*Page text:*
==========
More delays!  Will Lucilla's sight be restored during her convalescence, and if so, to what extent? And which of the twin brothers will prevail as Lucilla's suitor and, eventually, husband? The good/evil binary that Mme P constructs in her story of Oscar and Nugent keeps blurring and shifting.  Now is each one"good" inasmuch as he selflessly wants the other brother to succeed with Lucilla?  But, when will she see the light of who they are and how will she respond to the deception?

I'm struck by how the narrative seems to play with the cliche of "love at first sight."  Nugent says as much--"from the moment I first saw that heavenly creature...."  And the reverse seems true as well with Lucilla recoiling from Oscar's blue face at her very first sight of him.  However, there is a great deal of questioning whether vision is a reliable sense for knowing the world. Not only does Lucilla claim that her sense of touch is superior to sight, but also the narrator draws the comparison between the surface view or "outer covering which is physically wholesome" with "the inner nature which is morally diseased." Perhaps only Jicks's vision is reliable--or is it?

Does vision also function as a disability to see beyond a surface appearance in some respects? I'm also struck by Oscar's blue face, a kind of social disability that is the side-effect of his cure of a life-threatening disability of seizures.

For next week: chapters 39-43.  We're approaching the end!

Serially stalled,

Susan

21 May 2014

POOR MISS FINCH (chaps. 32-35)--installments #13-15

Dear Serial Readers,


It’s getting exciting folks! Lucilla can see, and now she can find new ways of troubling Mme P’s careful plans.

What did you make of the moment when our protagonist first takes off her bandages? First, before she can even make any plot-changing decisions, Mme P has the chance to see her eyes. They’re different, to be sure, but this “new life of sight” isn’t necessarily a positive addition to her face. Mme P describes the change as irradiating her face with “an awful and unearthly light.” Earlier in the novel, we get multiple characters comparing Lucilla’s perceptive abilities to superhuman or unearthly powers, but now her ability to see is also something other than human? Which is it? What is it about the change from blindness to vision that so transfigures her face for our narrator?
==========
*Data section:*

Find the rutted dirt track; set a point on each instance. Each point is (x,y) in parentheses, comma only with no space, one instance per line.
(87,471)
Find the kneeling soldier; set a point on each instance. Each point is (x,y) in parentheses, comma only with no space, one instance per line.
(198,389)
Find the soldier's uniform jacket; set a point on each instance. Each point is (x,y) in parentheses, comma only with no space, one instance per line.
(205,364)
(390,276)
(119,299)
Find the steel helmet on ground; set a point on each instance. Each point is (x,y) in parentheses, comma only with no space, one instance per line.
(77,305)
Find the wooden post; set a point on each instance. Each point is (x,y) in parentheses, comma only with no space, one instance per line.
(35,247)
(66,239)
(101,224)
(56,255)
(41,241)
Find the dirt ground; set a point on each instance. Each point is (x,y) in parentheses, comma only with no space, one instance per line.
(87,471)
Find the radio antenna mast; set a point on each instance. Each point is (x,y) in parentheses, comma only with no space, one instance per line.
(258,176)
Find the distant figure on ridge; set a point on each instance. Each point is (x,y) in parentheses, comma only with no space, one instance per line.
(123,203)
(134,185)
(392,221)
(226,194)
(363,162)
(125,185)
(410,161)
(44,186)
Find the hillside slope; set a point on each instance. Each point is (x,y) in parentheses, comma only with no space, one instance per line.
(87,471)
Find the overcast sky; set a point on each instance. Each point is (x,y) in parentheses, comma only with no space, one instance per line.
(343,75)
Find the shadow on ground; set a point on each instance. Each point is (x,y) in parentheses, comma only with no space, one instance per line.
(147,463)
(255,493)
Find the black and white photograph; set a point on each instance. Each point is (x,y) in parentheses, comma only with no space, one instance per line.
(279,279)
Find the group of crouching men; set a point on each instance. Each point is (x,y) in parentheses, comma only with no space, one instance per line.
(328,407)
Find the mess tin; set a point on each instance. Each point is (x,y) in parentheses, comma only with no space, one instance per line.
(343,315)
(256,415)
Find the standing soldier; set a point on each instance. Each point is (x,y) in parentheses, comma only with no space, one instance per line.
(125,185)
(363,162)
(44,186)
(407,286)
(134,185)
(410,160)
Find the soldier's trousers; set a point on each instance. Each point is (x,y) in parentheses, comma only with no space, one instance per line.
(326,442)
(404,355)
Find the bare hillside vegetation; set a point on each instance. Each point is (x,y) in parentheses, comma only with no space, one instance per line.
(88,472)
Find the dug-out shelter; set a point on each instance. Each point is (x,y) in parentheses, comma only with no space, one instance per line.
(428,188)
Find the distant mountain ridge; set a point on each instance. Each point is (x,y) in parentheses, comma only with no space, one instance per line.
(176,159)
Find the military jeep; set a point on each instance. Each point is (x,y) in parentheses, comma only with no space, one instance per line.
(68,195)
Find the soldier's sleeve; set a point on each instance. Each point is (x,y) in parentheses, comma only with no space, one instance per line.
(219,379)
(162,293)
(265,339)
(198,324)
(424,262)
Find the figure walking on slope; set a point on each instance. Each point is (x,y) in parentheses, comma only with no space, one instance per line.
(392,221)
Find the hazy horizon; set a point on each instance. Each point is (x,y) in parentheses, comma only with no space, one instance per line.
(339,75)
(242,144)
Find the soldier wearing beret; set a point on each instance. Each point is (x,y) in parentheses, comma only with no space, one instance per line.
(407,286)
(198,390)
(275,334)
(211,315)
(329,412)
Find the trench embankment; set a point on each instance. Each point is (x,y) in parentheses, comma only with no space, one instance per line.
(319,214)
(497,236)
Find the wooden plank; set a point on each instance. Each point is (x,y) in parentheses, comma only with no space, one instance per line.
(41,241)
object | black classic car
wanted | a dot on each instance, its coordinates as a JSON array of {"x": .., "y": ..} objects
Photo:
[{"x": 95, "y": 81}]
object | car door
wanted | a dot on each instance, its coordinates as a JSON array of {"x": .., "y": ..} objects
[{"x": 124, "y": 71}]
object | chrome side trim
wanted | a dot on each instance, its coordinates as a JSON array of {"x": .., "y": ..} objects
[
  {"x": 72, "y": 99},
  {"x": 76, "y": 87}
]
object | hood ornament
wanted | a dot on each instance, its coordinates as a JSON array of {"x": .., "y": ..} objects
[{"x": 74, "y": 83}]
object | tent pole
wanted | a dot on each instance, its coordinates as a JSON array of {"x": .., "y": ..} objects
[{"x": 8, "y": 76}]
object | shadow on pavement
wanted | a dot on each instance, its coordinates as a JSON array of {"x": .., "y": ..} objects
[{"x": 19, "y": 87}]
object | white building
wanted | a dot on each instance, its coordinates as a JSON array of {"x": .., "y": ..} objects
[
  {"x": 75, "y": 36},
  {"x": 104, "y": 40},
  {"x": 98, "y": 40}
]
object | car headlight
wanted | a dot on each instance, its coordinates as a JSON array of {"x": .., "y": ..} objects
==========
*Tasks to perform:*
A – List every character from the novel Poor Miss Finch who is named in the text on Poor Miss Finch that precedes the material.
B – According to the text on Poor Miss Finch above the material, which chapters are set for the following week?

*Responses by item number:*
A – Lucilla, Oscar, Nugent, Jicks, Mme P

B – Chapters 39-43.